- [Supplied text]:

(begin)

3. What were the areas of focus in the update to COBIT 4.0?

  • IT governance— Based on the five domains of alignment, value delivery, risk management, resource management and performance measurement, as defined by ITGI. Although COBIT covered most aspects, analysis showed some gaps that have now been filled by adjusting some of the IT process titles and adding some new control objectives. COBIT 4.0 contains a matrix mapping all IT processes to the governance domains.
  • Business requirements— COBIT’s orientation to business requirements has always been fundamental and based on the information criteria. Extensive research carried out by the University of Antwerp into how IT supports business objectives in a variety of industry sectors provided a generic cross-reference of common business goals to IT goals. A table is provided showing the relationship among business goals, IT goals and COBIT’s IT processes to help users identify business to IT linkages in their own organizations. This was also used to improve the goal and performance metrics.
  • Harmonization —To help users to integrate COBIT more easily with other, more detailed, guidance, such as ITIL, ISO 17799, PMBOK and PRINCE 2, the terms and principles used within COBIT 4.0 have been better harmonized.
  • Value creation —Because of COBIT’s audit origins there has been a strong emphasis on controls to manage risk. COBIT 4.0 provides a better balance between risk and value, and draws on recent new research on IT value management.

(end)

- [Actions to take]:
A. Rewrite the rows between the line containing "Where can the dirt infield" and the line containing "(1045, 444)", inclusive, changing "player's" to "batter's" throughout and leaving everything else unchanged.
B. Extend the passage on the COBIT 4.0 update beyond its final sentence.

- [Data to process]:
(begin)

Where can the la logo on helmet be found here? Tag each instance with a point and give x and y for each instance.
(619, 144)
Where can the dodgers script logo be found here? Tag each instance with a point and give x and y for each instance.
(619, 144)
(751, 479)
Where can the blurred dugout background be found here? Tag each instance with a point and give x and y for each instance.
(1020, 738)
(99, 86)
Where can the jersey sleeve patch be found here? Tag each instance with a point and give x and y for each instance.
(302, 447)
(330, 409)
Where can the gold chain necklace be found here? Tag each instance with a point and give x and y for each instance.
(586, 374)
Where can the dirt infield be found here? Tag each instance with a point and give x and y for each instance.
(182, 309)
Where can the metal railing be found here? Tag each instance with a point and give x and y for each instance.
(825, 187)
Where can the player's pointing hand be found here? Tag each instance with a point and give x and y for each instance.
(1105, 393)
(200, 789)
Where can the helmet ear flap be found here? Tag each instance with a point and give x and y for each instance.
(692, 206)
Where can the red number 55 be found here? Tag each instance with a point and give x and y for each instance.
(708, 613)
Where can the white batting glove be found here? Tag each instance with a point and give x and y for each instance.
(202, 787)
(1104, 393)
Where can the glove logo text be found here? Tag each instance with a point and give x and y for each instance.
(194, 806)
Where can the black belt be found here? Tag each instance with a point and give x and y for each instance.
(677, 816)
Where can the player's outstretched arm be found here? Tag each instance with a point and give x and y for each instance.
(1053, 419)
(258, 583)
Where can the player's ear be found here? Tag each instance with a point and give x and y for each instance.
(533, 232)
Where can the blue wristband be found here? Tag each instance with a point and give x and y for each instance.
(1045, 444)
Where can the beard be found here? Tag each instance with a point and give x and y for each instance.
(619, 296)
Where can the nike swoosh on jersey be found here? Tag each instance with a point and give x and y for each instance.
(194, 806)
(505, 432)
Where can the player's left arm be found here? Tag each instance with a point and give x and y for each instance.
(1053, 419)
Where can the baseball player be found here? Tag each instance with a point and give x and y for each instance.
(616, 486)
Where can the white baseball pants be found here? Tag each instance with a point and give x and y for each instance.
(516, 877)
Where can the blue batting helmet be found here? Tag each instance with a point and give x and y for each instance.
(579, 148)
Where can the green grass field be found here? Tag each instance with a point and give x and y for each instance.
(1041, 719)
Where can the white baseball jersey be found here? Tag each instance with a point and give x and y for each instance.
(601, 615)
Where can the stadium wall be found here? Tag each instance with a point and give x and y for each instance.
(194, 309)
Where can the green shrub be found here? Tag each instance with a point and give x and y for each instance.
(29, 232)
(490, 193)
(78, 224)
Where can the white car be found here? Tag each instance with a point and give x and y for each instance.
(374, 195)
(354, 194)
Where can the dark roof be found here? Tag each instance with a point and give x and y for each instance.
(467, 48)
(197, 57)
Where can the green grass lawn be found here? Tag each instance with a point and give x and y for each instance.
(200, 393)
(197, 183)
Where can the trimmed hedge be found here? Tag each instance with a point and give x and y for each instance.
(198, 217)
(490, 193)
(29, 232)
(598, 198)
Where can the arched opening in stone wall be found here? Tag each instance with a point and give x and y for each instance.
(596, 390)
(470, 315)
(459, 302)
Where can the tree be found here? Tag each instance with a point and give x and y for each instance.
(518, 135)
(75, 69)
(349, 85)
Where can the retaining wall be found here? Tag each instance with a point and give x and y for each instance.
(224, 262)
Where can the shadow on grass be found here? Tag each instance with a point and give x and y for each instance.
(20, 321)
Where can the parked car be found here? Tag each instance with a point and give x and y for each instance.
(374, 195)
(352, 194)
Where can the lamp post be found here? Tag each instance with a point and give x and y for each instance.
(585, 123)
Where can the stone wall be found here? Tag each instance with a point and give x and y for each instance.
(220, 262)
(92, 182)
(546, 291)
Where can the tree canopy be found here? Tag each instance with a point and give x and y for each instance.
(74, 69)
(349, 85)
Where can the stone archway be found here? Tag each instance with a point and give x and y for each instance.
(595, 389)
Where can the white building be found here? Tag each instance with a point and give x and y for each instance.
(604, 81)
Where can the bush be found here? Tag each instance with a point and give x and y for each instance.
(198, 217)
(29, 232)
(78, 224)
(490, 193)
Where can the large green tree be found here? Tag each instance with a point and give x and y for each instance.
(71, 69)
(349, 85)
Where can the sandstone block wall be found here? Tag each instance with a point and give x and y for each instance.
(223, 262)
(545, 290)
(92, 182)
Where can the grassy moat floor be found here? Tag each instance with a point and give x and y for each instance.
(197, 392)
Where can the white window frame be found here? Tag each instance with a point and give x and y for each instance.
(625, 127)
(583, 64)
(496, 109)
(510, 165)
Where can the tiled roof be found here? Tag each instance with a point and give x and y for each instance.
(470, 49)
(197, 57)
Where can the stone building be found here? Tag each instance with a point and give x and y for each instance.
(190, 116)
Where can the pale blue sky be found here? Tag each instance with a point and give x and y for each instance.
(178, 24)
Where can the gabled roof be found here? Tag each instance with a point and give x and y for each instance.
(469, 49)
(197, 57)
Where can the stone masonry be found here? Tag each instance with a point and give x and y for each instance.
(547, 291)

(end)
(begin)

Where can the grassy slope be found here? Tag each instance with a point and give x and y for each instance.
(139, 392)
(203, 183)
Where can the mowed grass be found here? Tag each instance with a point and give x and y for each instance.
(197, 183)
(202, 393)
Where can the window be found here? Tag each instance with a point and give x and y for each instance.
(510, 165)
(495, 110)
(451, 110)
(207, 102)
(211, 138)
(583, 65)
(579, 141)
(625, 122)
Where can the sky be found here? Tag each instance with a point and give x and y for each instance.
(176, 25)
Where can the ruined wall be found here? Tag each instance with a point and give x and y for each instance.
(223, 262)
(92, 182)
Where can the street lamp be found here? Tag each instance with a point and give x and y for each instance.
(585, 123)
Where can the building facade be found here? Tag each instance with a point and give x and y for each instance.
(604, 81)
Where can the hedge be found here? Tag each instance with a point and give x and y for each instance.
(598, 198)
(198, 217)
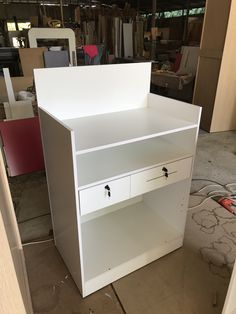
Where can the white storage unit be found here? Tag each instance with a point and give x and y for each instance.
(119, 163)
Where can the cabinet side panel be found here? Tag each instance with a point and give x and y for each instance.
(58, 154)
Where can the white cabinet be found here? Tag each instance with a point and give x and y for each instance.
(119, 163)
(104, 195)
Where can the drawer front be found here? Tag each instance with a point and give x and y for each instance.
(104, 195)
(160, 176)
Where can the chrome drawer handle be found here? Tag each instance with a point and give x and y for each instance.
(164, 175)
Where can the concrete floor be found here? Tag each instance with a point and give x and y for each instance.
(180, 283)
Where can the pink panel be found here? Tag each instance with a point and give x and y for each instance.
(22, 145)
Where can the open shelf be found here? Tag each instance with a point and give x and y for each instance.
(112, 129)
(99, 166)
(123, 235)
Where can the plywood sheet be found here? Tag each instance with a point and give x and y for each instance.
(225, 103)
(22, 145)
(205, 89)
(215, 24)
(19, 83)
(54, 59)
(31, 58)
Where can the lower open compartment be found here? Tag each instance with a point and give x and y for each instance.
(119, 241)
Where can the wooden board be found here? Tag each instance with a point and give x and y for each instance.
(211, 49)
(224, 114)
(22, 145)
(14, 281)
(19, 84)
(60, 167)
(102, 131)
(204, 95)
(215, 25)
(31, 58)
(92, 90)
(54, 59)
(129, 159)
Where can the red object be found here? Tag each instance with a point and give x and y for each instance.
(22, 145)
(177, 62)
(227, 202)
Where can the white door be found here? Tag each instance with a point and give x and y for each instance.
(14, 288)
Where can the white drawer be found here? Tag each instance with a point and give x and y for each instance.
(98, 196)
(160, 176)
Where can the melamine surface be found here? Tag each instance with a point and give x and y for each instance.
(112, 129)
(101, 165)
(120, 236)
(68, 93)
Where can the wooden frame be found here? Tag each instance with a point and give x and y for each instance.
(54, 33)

(end)
(begin)

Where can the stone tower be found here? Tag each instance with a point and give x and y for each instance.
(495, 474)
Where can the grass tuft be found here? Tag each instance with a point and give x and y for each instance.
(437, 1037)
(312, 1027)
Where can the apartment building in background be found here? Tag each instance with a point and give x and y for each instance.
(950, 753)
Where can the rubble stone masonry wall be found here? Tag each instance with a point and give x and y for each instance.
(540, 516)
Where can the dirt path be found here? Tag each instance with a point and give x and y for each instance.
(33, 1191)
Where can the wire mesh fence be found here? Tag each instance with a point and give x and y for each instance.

(end)

- [Results of the exercise]:
A.
Where can the dirt infield be found here? Tag each instance with a point and give x and y for each instance.
(182, 309)
Where can the metal railing be found here? Tag each instance with a point and give x and y for each instance.
(825, 187)
Where can the batter's pointing hand be found here? Tag each instance with a point and give x and y for each instance.
(1105, 393)
(200, 789)
Where can the helmet ear flap be found here? Tag each instance with a point and give x and y for each instance.
(692, 206)
Where can the red number 55 be found here? Tag each instance with a point and give x and y for each instance.
(708, 613)
Where can the white batting glove be found here? Tag each instance with a point and give x and y for each instance.
(202, 787)
(1104, 393)
Where can the glove logo text be found here? Tag each instance with a point and give x and y for each instance.
(194, 806)
Where can the black belt be found here? Tag each instance with a point and give x and y for each instance.
(677, 816)
Where can the batter's outstretched arm be found here? Tag each instance with a point and give x and y for each instance.
(1053, 419)
(258, 583)
Where can the batter's ear be found here? Tag each instance with a point and give x and y for each instance.
(533, 232)
Where can the blue wristband be found here? Tag each instance with a point and give x and y for each instance.
(1045, 444)

B.
  • Enterprise architecture — COBIT 4.0 provides RACI charts (who is responsible, accountable, consulted and informed) to address process roles and responsibilities for each IT process, and enterprise architecture principles are now explained within the framework, linking goals, resources, information and processes.
  • Process definitions and process flows— To improve understanding of the IT process model, COBIT 4.0 contains descriptions of each process together with process inputs and outputs with cross-references to other processes.
  • Language and presentation— More concise, contemporary and action-oriented language has been used in COBIT 4.0. The control objectives and management guideline content have been combined by IT process.
  • Feedback— Comments and recommendations are received on a regular basis from users and these, together with feedback from three COBIT User Conventions, were used to help improve the content of COBIT 4.0.

4. Which COBIT components were changed in the development of COBIT 4.0?

  Control Objectives

  • COBIT—IT governance bottom-up alignment – An analysis into how the detailed Control Objectives can be mapped to the five IT Governance domains to identify potential gaps
  • COBIT—IT governance top-down alignment – A research into important IT Governance practices that are not yet (fully) covered in COBIT 3.0 to be able to address potential gaps
  • Harmonization of COBIT and other detailed standards—A detailed mapping between COBIT and ITIL, CMM, COSO, PMBOK, ISF and ISO/IEC 17799 to enable harmonization with those standards in language, definitions and concepts

  Although there were 34 high-level control objectives in COBIT 3 rd Edition and 34 in COBIT 4.0, they are not the same 34. The changes can be summarized as follows:

  • The M domain has now become ME, standing for Monitor and Evaluate.
  • M3 and M4 were audit processes and not IT processes. They have been removed, as they are adequately covered by a number of IT audit standards, but hooks have been provided within the updated framework to highlight management’s need for, and use of, assurance functions.
  • ME3 covers the process of governance oversight over IT.
  • ME4 is the process related to regulatory oversight, which was previously covered by PO8.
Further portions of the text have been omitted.